De studie includeerde 608 vrouwen met een BRCA2-mutatie en invasief mammacarcinoom. Ongeveer 77% van de carcinomen waren ER-positief, met ER-positiviteit in tumoren van 83% van patiënten jonger dan veertig jaar. ER-positieve ziekte had een hogere waarschijnlijkheid klierpositief te zijn dan ER-negatieve ziekte (59% versus 34%; p<0,001). De overlevingsanalyse includeerde 584 patiënten. Positieve ER-status was geassocieerd met betere overleving in de eerste vijf jaar na de diagnose (HR 0,49; p=0,03) maar was na het vijfde jaar geassocieerd met slechtere overleving (HR 1,91; p=0,03). Dit ongunstige effect van positieve ER-status was beperkt tot vrouwen die geen endocriene behandeling kregen (HR 2,36; p=0,01) en patiënten met intacte ovaria (HR 1,91; p=0,02).

GEGEVENSREGELS =

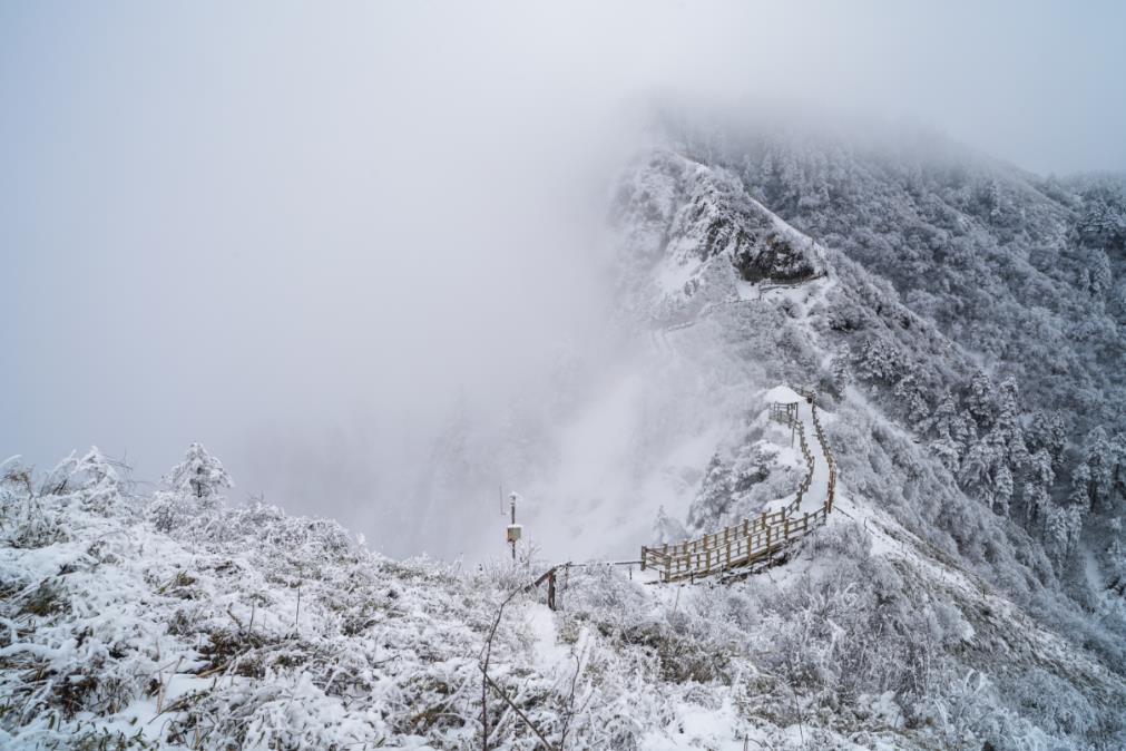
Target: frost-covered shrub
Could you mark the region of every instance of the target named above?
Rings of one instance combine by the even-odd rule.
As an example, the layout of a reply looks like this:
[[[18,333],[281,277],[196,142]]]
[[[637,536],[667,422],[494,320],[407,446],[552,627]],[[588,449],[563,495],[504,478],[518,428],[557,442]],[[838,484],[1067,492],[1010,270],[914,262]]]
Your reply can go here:
[[[223,501],[223,489],[233,488],[234,481],[202,444],[191,444],[184,462],[169,471],[164,484],[167,490],[153,494],[145,509],[146,518],[161,531],[187,526],[199,530],[218,528],[208,522]]]

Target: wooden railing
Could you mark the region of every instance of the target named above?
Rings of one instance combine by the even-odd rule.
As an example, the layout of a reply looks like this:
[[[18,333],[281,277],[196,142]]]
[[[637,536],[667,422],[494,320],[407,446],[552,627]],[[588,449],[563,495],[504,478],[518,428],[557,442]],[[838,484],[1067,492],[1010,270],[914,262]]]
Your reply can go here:
[[[813,403],[813,395],[808,393],[802,395],[811,403],[814,432],[828,463],[829,479],[824,503],[815,511],[804,511],[801,516],[797,513],[802,507],[802,500],[813,482],[815,457],[810,452],[805,439],[805,426],[797,417],[797,403],[776,402],[770,405],[770,418],[796,429],[801,437],[802,456],[805,458],[807,470],[794,500],[778,511],[769,513],[763,511],[757,517],[741,519],[730,527],[705,534],[696,539],[665,543],[659,547],[643,546],[641,548],[642,570],[653,569],[664,582],[696,581],[732,569],[769,562],[778,553],[808,534],[811,529],[828,521],[833,507],[837,465],[829,450],[829,442],[825,440],[821,420],[817,418],[817,406]]]

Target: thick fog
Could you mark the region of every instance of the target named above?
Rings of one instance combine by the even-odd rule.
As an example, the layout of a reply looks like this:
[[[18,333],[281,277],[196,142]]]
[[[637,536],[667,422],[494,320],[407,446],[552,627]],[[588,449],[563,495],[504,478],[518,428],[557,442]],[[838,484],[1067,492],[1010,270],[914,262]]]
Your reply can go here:
[[[454,517],[401,520],[452,420],[615,367],[597,229],[656,104],[1126,169],[1121,6],[977,6],[9,3],[0,459],[155,482],[198,440],[236,500],[430,547]]]

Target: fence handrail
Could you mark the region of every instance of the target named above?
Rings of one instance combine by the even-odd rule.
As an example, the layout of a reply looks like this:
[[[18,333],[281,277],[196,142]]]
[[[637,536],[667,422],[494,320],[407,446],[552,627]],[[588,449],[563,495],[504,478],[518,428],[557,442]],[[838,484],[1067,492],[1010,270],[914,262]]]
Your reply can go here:
[[[795,390],[797,391],[797,390]],[[770,419],[784,422],[797,430],[801,437],[802,456],[807,472],[798,485],[793,501],[777,511],[763,511],[757,517],[747,517],[716,533],[705,533],[700,537],[681,543],[663,543],[660,546],[642,546],[641,567],[653,567],[663,582],[691,580],[721,573],[734,567],[769,561],[797,539],[829,520],[832,512],[837,486],[837,463],[829,448],[821,420],[817,417],[815,396],[812,392],[799,391],[811,405],[814,435],[817,437],[822,455],[828,466],[825,500],[817,509],[798,516],[803,497],[813,482],[815,457],[805,439],[805,423],[797,417],[797,403],[774,402]]]

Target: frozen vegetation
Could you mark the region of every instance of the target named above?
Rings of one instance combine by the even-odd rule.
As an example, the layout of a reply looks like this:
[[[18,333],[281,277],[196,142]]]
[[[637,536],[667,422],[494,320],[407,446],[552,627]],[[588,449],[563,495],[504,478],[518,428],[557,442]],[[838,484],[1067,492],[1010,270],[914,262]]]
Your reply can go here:
[[[0,745],[1126,748],[1123,180],[670,132],[611,197],[616,323],[644,345],[599,364],[611,386],[564,358],[551,402],[452,421],[420,484],[432,524],[500,456],[555,493],[528,528],[562,548],[392,561],[229,502],[198,445],[145,494],[97,449],[9,459]],[[793,493],[762,401],[783,383],[816,392],[839,466],[784,565],[572,567],[554,611],[528,588]],[[615,430],[613,492],[568,484]]]

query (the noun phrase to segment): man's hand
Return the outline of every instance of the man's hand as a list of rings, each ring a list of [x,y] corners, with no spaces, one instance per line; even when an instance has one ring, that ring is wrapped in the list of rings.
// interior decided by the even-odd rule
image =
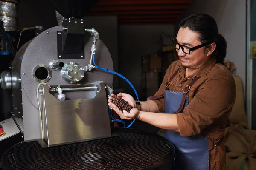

OPDRACHTEN =
**1)** Noem alle percentages die in het tekstfragment over ER-status bij een BRCA2-mutatie staan.
**2)** Vertaal deze zin uit het tekstfragment over ER-status bij een BRCA2-mutatie in het Engels: "Ongeveer 77% van de carcinomen waren ER-positief, met ER-positiviteit in tumoren van 83% van patiënten jonger dan veertig jaar."
**3)** Schrijf het tekstfragment over ER-status bij een BRCA2-mutatie verder vanaf de laatste zin.
De regels zijn afkomstig uit een andere bron dan het tekstfragment.

ANTWOORDEN =
**1)** 77%, 83%, 59%, 34%

**2)** About 77% of the carcinomas were ER-positive, with ER positivity in the tumors of 83% of patients younger than forty years.

**3)**
De onderzoekers concluderen dat de studie suggereert dat het ongunstige effect van positieve ER-status op overleving van mammacarcinoom in BRCA2-mutatiedraagsters geassocieerd kan zijn met blootstelling aan door ovaria geproduceerde hormonen.
1.Olafsdottir EJ, Borg A, Jensen M-B et al. Breast cancer survival in Nordic BRCA2 mutation carriers – unconventional association with oestrogen receptor status. Br J Cancer 2020; epub ahead of print
Summary: A study in four Mordic countries found that the adverse effect of a positive ER status of breast cancer in BRCA2 carriers was limited to women who dit not undergo endocrine treatment and patients with intact ovaries.